Problem requirements: Only the final stretch of the data is wanted: reproduce the line containing "Target: dry grass" and each line after it, exactly.

Given records:
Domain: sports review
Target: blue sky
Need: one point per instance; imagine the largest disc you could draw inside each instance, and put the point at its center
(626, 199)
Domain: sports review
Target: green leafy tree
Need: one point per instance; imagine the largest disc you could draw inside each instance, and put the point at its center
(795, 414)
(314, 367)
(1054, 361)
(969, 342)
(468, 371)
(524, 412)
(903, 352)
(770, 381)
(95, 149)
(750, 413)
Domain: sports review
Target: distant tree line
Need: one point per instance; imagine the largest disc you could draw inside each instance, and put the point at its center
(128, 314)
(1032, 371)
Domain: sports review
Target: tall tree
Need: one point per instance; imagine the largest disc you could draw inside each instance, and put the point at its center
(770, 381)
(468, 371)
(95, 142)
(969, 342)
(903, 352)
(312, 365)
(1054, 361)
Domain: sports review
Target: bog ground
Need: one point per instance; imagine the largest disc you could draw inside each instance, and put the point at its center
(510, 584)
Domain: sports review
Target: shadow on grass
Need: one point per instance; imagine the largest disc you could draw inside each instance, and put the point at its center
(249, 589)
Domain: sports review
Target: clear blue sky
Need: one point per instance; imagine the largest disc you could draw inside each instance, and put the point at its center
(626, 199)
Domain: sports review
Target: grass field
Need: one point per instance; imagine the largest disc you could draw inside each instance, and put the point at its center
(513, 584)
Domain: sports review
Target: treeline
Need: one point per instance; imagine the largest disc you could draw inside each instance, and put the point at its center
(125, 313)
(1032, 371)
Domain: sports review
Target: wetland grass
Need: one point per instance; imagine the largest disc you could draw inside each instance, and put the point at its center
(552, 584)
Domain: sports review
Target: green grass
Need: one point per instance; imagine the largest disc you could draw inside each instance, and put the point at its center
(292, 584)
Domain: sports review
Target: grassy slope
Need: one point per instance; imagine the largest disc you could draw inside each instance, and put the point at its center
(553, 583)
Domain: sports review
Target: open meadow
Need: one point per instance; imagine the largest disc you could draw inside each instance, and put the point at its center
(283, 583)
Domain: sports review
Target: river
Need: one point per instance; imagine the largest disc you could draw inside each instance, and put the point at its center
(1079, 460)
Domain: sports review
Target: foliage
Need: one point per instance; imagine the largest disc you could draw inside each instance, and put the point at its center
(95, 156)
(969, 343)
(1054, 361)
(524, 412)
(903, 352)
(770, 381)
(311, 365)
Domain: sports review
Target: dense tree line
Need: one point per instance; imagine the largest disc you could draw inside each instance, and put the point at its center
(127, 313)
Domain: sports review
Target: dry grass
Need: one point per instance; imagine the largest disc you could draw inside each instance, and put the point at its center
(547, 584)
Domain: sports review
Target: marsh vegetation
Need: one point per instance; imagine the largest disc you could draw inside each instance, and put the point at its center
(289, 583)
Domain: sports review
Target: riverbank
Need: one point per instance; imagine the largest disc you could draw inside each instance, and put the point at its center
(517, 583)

Finished task:
Target: dry grass
Need: one point per instance; imagine the largest disc you could draw inside each instance, and put the point at its center
(547, 584)
Domain: sports review
Target: marsh vegetation
Need: one point per instance; imagine the largest disc you could draw inside each instance, and put the point at its center
(289, 583)
Domain: sports review
Target: riverbank
Need: one point per instance; imagine the largest disc you could draw inside each instance, and put the point at its center
(517, 583)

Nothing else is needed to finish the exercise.